記述問題 1: 地球の誕生に関する提示文によると、ジャイアント・インパクト説は何年に、誰によって提唱されましたか。
記述問題 2: 地球の誕生を扱った提示文の最後の文に続けて、その先の文章を書き継いでください。

序章2.地球の誕生

太陽系誕生のシナリオは、戦後、隕石や月、惑星など太陽系の探査が進むにつれ、ようやく描けるようになった。太陽系は今から46億年前、銀河系のかたすみに漂っていた星間物質(星間雲、星雲)から誕生した。互いの引き合う力(重力)で、星間物質の大部分を占める水素・ヘリウムはガス、その他の重元素はダスト(固体)として、回転しながら円盤状に収縮してゆく。中心部に集まった大量のガスは原始太陽となり、周りを回転する円盤部分からは、太陽からの距離に応じて岩石や氷の塊ができた。これらの塊は隕石や彗星のようなもので、微惑星と呼ばれる。微惑星どうしは衝突・合体を繰り返しながら、次第に大きく成長した。この過程で木星のように大量のガスを集めてできた巨大ガス惑星ができる一方、太陽に近いところでは、地球、金星、火星などの岩石惑星ができた。

月の生成は太陽系の創生期に、原始地球に火星ほどの大きさの天体が激突した結果とされる。この衝突はジャイアント・インパクト(大衝突)と呼ばれ、1975年ウィリアム・ハートマン、ドナルド・デービスによって提唱された。その証拠は、アポロ計画で採取された月の岩石の酸素同位体比が、地球のマントルのものとほとんど同一だったことだ。シナリオによると、火星とほぼ同じ大きさの天体が、地球に斜めに衝突し、天体は破壊されて、破片の大部分は地球のマントルの大量の破片とともに宇宙空間へ飛び散った。破片の一部は再び地球へと落下したが、正面衝突ではなく斜めに衝突したためにかなりの量の破片が地球の周囲を回る軌道上に残った。軌道上の破片は、一時的に土星の環のような円盤を形成したが、やがて破片同士が合体していき月が形成されたという。地球の自転軸の傾きと、初期の自転の速さも、ジャイアント・インパクトによって決まったと考えられ、月が誕生した当初は1日5時間から8時間ほどだった地球の自転速度が、現在のような1日24時間の速度になったとされる。現在でも、地球と月は1年に3.8cmずつ遠ざかり、地球の自転速度も少しずつ遅くなっていることが実測されている。

提供データ:
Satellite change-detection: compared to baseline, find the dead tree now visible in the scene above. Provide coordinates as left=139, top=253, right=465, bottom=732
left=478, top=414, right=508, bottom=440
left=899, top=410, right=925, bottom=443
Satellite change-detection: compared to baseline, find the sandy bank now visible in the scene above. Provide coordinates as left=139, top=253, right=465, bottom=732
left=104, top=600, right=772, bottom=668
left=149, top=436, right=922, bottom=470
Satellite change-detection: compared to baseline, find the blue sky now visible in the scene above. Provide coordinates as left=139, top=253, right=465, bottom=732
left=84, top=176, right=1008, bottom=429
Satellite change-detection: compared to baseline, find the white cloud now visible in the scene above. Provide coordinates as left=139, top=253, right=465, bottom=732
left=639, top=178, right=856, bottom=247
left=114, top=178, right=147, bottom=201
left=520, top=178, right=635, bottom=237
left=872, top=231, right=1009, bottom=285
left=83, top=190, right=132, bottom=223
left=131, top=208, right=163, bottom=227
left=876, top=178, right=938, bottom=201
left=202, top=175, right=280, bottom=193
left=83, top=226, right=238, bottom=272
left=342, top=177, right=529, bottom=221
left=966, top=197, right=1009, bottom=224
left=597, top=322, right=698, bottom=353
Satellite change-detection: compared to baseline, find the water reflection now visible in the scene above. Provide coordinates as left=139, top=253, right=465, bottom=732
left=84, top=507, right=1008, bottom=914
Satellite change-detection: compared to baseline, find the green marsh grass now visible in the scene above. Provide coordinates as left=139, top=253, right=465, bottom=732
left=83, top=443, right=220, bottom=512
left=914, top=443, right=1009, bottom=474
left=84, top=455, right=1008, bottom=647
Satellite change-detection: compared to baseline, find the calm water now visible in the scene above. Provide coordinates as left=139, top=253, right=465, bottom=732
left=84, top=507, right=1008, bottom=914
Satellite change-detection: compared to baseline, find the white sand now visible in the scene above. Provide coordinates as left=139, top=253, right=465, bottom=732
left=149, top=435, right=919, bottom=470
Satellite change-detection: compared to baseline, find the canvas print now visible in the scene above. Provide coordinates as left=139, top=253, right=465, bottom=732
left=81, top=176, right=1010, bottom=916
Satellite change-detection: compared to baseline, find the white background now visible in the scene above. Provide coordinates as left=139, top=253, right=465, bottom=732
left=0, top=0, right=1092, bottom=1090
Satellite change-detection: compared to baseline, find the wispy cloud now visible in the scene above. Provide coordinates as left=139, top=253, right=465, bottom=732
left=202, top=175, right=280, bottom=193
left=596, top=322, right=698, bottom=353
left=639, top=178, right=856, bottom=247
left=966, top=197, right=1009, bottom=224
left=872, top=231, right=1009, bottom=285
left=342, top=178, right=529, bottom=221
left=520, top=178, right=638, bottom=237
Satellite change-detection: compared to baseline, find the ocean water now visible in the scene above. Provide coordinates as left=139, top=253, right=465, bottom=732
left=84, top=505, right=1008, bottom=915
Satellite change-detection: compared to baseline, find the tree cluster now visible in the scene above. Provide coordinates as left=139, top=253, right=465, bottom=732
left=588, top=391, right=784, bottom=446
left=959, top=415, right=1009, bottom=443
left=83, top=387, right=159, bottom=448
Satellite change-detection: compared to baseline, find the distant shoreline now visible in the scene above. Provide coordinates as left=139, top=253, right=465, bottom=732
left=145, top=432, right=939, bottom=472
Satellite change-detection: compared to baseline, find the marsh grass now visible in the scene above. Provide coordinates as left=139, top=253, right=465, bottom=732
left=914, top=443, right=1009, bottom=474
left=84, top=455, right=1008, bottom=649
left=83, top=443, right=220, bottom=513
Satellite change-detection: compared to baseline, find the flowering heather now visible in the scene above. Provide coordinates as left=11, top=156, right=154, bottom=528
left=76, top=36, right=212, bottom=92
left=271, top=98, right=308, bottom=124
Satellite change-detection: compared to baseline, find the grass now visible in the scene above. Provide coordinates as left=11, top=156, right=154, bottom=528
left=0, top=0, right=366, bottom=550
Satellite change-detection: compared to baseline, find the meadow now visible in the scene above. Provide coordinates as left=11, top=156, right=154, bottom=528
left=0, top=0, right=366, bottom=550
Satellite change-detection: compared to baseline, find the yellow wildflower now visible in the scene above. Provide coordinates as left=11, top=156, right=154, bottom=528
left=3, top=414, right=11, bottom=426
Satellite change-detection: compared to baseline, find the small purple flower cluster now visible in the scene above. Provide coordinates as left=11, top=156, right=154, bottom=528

解答 1: 1975年に、ウィリアム・ハートマンとドナルド・デービスによって提唱されました。

解答 2:
ジャイアント・インパクト直後には、地球は全体が高熱になりマグマの海(マグマオーシャン)が形成されたと考えられている。大きく成長した地球には、重力を増した分だけ、隕石がものすごい速さで衝突するようになった。この隕石の運動エネルギーが、衝突により熱エネルギーに変化し、地球は次第に熱くなっていった。やがて地球表面は千数百℃の高温になり、一面の融けた岩石(マグマ)の海となった。地球全体がマグマオーシャンになると、激しい対流が起き始め、それにつれて重い鉄は地球の中心に沈み、核となった。一方隕石(微惑星)に含まれていた物質のうち、気体になりやすいものは蒸発して地球を取り囲んだ。こうして最初の地球大気(原始大気)ができた。原始大気は高温で、主に水蒸気と二酸化炭素からなっていた。

その後、隕石衝突がおさまるにつれ、地球は次第に冷えてゆく。水蒸気は雨となって地表に降り注ぎ、ついには巨大な水たまり(すなわち原始海洋)が誕生した。一度海洋ができると、水に溶けやすい二酸化炭素は海水に溶け、大気中から減少する。そのため大気の温室効果も弱まり、ますます地球は冷えてゆく。現在地球で発見されている最古の堆積岩は38億年前のものだから、少なくとも38億年前には海と陸ができていて、現在と同じような陸地の侵食と海底での地層の堆積が起きていたと推定されている。一方、地球内部は重い鉄を中心(核)に落とし、後に残ったマグマオーシャンが冷え固まってカンラン石のマントルができた。マントルは地球体積の8割以上を占める。マントルの表層にはさらに軽い物質(玄武岩やカコウ岩)が薄皮をつくり地殻となった。その後、核は外核(液体鉄)と内核(固体鉄)に分化し、外核(液体鉄)の対流(電子の動き)は地球磁場の原因になっている。また、現在に至るまで地球はマントル対流と呼ばれる、ゆっくりとした大きな対流を続けている。マントル対流は地球が熱を失ってゆくプロセスであり、この対流がプレート運動、火山、地震などの原動力になっている。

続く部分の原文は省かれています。